Saved data entries:
BEGIN

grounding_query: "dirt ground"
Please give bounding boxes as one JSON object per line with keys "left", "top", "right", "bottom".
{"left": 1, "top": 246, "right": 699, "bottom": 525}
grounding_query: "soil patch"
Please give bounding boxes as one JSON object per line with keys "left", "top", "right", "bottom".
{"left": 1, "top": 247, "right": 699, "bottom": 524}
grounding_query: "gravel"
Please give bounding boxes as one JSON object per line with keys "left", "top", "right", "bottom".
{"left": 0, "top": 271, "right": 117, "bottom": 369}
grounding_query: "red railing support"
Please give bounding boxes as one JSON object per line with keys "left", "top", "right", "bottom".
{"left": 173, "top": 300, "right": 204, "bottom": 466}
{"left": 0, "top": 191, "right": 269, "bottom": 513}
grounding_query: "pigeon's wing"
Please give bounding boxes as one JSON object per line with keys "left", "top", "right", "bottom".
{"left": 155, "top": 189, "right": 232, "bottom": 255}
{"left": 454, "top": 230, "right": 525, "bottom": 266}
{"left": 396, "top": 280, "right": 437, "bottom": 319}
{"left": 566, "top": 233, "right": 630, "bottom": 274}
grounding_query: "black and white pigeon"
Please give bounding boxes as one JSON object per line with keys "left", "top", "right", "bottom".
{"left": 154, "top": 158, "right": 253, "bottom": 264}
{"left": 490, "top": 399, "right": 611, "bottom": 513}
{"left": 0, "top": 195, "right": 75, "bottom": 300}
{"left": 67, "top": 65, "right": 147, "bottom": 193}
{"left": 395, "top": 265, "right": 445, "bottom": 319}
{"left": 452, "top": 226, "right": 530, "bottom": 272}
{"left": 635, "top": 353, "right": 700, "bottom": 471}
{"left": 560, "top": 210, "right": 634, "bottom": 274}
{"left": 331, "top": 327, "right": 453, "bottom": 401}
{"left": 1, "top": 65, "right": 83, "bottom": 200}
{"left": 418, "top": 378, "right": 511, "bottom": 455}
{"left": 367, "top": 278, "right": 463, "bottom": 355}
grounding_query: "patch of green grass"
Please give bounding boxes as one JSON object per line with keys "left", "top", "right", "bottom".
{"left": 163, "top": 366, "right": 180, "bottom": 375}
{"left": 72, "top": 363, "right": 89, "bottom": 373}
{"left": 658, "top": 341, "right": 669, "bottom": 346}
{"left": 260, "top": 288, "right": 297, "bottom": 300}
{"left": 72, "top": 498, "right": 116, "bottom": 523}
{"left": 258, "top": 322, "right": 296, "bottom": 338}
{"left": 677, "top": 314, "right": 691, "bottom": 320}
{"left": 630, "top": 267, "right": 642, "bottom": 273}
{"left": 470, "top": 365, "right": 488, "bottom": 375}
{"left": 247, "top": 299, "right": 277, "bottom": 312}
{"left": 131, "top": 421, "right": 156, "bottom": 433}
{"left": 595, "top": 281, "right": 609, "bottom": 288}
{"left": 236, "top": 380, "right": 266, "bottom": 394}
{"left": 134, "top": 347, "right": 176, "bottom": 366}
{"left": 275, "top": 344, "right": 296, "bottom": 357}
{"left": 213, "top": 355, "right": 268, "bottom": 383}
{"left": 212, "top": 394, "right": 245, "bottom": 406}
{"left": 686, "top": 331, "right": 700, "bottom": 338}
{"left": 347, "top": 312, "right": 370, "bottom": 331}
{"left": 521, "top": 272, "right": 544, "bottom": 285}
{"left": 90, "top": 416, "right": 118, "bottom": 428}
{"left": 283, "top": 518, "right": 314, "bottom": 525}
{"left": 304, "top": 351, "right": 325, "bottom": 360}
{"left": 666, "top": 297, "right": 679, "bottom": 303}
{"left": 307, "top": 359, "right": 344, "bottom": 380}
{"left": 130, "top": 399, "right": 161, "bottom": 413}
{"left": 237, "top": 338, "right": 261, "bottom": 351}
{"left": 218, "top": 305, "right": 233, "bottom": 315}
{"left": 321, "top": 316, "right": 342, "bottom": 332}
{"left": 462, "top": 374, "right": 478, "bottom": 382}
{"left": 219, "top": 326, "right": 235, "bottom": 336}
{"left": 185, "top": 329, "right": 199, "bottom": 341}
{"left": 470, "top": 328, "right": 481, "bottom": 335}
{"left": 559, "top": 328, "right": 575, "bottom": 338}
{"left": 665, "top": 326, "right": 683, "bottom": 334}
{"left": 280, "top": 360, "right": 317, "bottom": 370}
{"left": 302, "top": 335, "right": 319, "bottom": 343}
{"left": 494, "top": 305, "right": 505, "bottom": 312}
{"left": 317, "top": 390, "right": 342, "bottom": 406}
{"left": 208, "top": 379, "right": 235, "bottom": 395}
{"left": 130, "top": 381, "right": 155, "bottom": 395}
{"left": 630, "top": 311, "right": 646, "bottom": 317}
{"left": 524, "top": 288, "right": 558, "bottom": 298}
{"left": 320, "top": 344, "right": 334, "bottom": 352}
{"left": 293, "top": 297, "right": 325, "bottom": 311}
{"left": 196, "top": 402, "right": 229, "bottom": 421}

END

*Brief:*
Output all of the data without altering a single line.

*Written answer:*
grounding_query: "dirt ground"
Please give bounding boxes as one JSON object per line with keys "left", "top", "right", "bottom".
{"left": 1, "top": 246, "right": 699, "bottom": 525}
grounding_query: "soil patch"
Please give bounding boxes as one JSON object per line with keys "left", "top", "right", "bottom".
{"left": 1, "top": 247, "right": 699, "bottom": 524}
grounding_query: "gravel"
Please give bounding boxes as one JSON object per line with keys "left", "top", "right", "bottom".
{"left": 0, "top": 271, "right": 117, "bottom": 369}
grounding_query: "red railing support"
Please give bounding boxes as one JSON object per line with keys "left", "top", "right", "bottom".
{"left": 173, "top": 300, "right": 204, "bottom": 466}
{"left": 0, "top": 191, "right": 269, "bottom": 513}
grounding_query: "pigeon's wing"
Please give bounding boxes as one JSON object per line with keys "left", "top", "right", "bottom".
{"left": 155, "top": 189, "right": 232, "bottom": 255}
{"left": 454, "top": 230, "right": 525, "bottom": 266}
{"left": 396, "top": 280, "right": 437, "bottom": 319}
{"left": 566, "top": 233, "right": 630, "bottom": 274}
grounding_query: "black and white pigeon"
Please give bounding boxes as one JSON object per line with keys "left", "top", "right", "bottom".
{"left": 154, "top": 158, "right": 253, "bottom": 264}
{"left": 490, "top": 399, "right": 611, "bottom": 513}
{"left": 0, "top": 195, "right": 75, "bottom": 300}
{"left": 67, "top": 65, "right": 147, "bottom": 193}
{"left": 395, "top": 265, "right": 445, "bottom": 319}
{"left": 452, "top": 226, "right": 530, "bottom": 272}
{"left": 635, "top": 353, "right": 700, "bottom": 471}
{"left": 560, "top": 210, "right": 634, "bottom": 274}
{"left": 331, "top": 327, "right": 453, "bottom": 401}
{"left": 1, "top": 65, "right": 83, "bottom": 200}
{"left": 418, "top": 378, "right": 511, "bottom": 455}
{"left": 367, "top": 278, "right": 463, "bottom": 355}
grounding_query: "patch of green grass"
Please give bounding boxes as one JSON object per line with keys "left", "top", "right", "bottom".
{"left": 163, "top": 366, "right": 180, "bottom": 375}
{"left": 72, "top": 363, "right": 89, "bottom": 373}
{"left": 658, "top": 341, "right": 669, "bottom": 346}
{"left": 260, "top": 288, "right": 297, "bottom": 300}
{"left": 72, "top": 498, "right": 116, "bottom": 523}
{"left": 258, "top": 322, "right": 296, "bottom": 338}
{"left": 677, "top": 314, "right": 691, "bottom": 320}
{"left": 630, "top": 267, "right": 642, "bottom": 273}
{"left": 470, "top": 365, "right": 488, "bottom": 375}
{"left": 247, "top": 299, "right": 277, "bottom": 312}
{"left": 131, "top": 421, "right": 156, "bottom": 433}
{"left": 595, "top": 281, "right": 609, "bottom": 288}
{"left": 236, "top": 380, "right": 266, "bottom": 394}
{"left": 134, "top": 347, "right": 176, "bottom": 366}
{"left": 275, "top": 344, "right": 296, "bottom": 357}
{"left": 213, "top": 355, "right": 268, "bottom": 383}
{"left": 212, "top": 394, "right": 245, "bottom": 406}
{"left": 686, "top": 331, "right": 700, "bottom": 338}
{"left": 347, "top": 312, "right": 370, "bottom": 331}
{"left": 521, "top": 272, "right": 544, "bottom": 285}
{"left": 90, "top": 416, "right": 118, "bottom": 428}
{"left": 283, "top": 518, "right": 314, "bottom": 525}
{"left": 304, "top": 351, "right": 325, "bottom": 360}
{"left": 666, "top": 297, "right": 679, "bottom": 303}
{"left": 307, "top": 359, "right": 344, "bottom": 380}
{"left": 130, "top": 399, "right": 161, "bottom": 413}
{"left": 237, "top": 338, "right": 261, "bottom": 351}
{"left": 218, "top": 305, "right": 233, "bottom": 315}
{"left": 321, "top": 316, "right": 342, "bottom": 332}
{"left": 462, "top": 374, "right": 478, "bottom": 382}
{"left": 219, "top": 326, "right": 235, "bottom": 336}
{"left": 185, "top": 329, "right": 199, "bottom": 341}
{"left": 470, "top": 328, "right": 481, "bottom": 335}
{"left": 559, "top": 328, "right": 575, "bottom": 338}
{"left": 665, "top": 326, "right": 683, "bottom": 334}
{"left": 280, "top": 360, "right": 317, "bottom": 370}
{"left": 302, "top": 335, "right": 319, "bottom": 343}
{"left": 494, "top": 305, "right": 505, "bottom": 312}
{"left": 317, "top": 390, "right": 342, "bottom": 406}
{"left": 208, "top": 379, "right": 235, "bottom": 395}
{"left": 130, "top": 381, "right": 155, "bottom": 395}
{"left": 630, "top": 311, "right": 646, "bottom": 317}
{"left": 524, "top": 288, "right": 558, "bottom": 298}
{"left": 320, "top": 344, "right": 334, "bottom": 352}
{"left": 293, "top": 297, "right": 325, "bottom": 311}
{"left": 196, "top": 402, "right": 229, "bottom": 421}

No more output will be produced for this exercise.